Autrefois on pensait par exemple : plus on travaille, plus on sera riche. On savait pourtant que la haute aristocratie avait accumulé ses immenses richesses sans travail, avec le travail de leurs paysans. Et aujourd'hui y-a-t-il encore quelqu'un croyant que l'immense richesse de la minorité au sommet de notre société est le fruit du travail de
celle-ci ? Ou plutôt  celui de spéculations avec des capitaux hérités au départ ?

Depuis le “Manifeste Communiste“ de Marx et Engels (1848) l'utopie s'est transformée en science et est devenu une « docta spes“ (Ernst Bloch, dans « le principe de l'espérance »). C’est-à-dire que l’utopie ne doit plus être , désormais, considérée comme le résultat d'un vécu immédiat et spontané avec  des désirs improvisés du moment, mais au contraire comme le résultat d'une longue expérience humaine et  avec un objectif :  l'humanité entière et non pas un groupe particulier de personnes

Un changement social peut-il venir de la prise de conscience des opprimés, d'une « espérance instruite » et savante, ennemie de toute résignation et de toute illusion ? Certes, cela demande une absence de peur des changements.

· · ·

EXERCICES PROPOSÉS:
1) Répondez à ces questions sur le texte sur l'utopie :
(a) D'après le texte, grâce à quoi la haute aristocratie avait-elle accumulé ses immenses richesses ?
(b) Quel ouvrage de Marx et Engels est mentionné, et avec quelle année ?
(c) Selon la dernière phrase, que demande un changement social ?
2) Recopiez fidèlement, dans le texte sur l'utopie, le passage qui va de « Autrefois on pensait » jusqu'à « au départ ? ».
3) Poursuivez le texte sur l'utopie et l'espérance à la suite de sa dernière phrase.

· · ·

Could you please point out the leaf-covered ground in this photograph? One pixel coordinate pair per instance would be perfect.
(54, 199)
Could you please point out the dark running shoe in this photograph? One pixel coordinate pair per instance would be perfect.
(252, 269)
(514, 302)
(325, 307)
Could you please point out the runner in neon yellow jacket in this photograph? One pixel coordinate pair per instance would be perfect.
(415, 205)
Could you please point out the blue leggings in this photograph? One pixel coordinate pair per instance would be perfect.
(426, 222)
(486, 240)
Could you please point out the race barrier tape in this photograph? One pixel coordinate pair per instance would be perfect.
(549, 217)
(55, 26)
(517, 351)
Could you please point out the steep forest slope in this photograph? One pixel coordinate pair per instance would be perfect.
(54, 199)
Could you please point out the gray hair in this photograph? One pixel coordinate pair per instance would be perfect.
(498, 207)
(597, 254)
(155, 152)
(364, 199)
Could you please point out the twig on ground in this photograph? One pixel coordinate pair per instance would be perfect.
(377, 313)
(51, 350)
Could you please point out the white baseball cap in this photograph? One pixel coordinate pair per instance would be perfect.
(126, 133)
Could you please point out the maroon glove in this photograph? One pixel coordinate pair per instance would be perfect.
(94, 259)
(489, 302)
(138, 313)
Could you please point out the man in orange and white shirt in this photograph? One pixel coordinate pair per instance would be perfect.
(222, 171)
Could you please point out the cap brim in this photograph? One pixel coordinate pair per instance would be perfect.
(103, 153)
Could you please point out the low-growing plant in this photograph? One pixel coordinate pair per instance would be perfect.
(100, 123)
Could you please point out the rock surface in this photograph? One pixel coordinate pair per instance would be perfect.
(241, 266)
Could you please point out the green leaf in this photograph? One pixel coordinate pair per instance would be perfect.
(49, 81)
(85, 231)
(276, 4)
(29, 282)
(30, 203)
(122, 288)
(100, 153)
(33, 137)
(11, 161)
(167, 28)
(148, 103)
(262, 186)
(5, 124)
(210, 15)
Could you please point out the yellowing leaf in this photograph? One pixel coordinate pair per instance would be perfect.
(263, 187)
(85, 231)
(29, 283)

· · ·

RÉPONSES ATTENDUES:
1)
(a) Grâce au travail de leurs paysans, sans travailler elle-même.
(b) Le « Manifeste Communiste », daté de 1848.
(c) Une absence de peur des changements.

2)
Autrefois on pensait par exemple : plus on travaille, plus on sera riche. On savait pourtant que la haute aristocratie avait accumulé ses immenses richesses sans travail, avec le travail de leurs paysans. Et aujourd'hui y-a-t-il encore quelqu'un croyant que l'immense richesse de la minorité au sommet de notre société est le fruit du travail de
celle-ci ? Ou plutôt  celui de spéculations avec des capitaux hérités au départ ?

3)
Et déjà en 1532 Machiavel mettait en garde dans « le Prince » contre toute forme de stagnation dans une société, mais ce grand réaliste savait également :

« Il n'y a rien de plus difficile, de plus dangereux á exécuter que  l'introduction d'un ordre nouveau. Car celui qui veut introduire ce  nouvel ordre a comme adversaire tous ceux qui profitent de l'ordre ancien et il sera soutenu seulement à moitié par ceux qui pourraient profiter de l'ordre nouveau. C'est parce que les hommes ne croient pas vraiment aux choses nouvelles  qu'ils ne reconnaissent pas encore par une expérience personnelle. »

 

Peut-on  continuer à manquer du courage  dont tant d'hommes et de femmes avant nous qui ont résisté á un ordre ancien et absurde, ont fait preuve ? Comme Rosa Luxemburg qui a dit après de longues années de prison: « Celui qui ne bouge pas ne ressent pas ses chaines ».              

Quitte á devoir affronter un ordre nouveau, que l’on n’a pas encore expérimenté personnellement

Ne devrions-nous pas, sans impatience ni illusions, lui faire face avec un espoir chargé d’une analyse critique d’un long passé ?  D’une « docta spes ».

Pourquoi la nécessité et la possibilité d'un monde meilleur est-elle  si difficile á comprendre pour la majorité de de la classe inférieure, exploitée dans la majeure partie du monde?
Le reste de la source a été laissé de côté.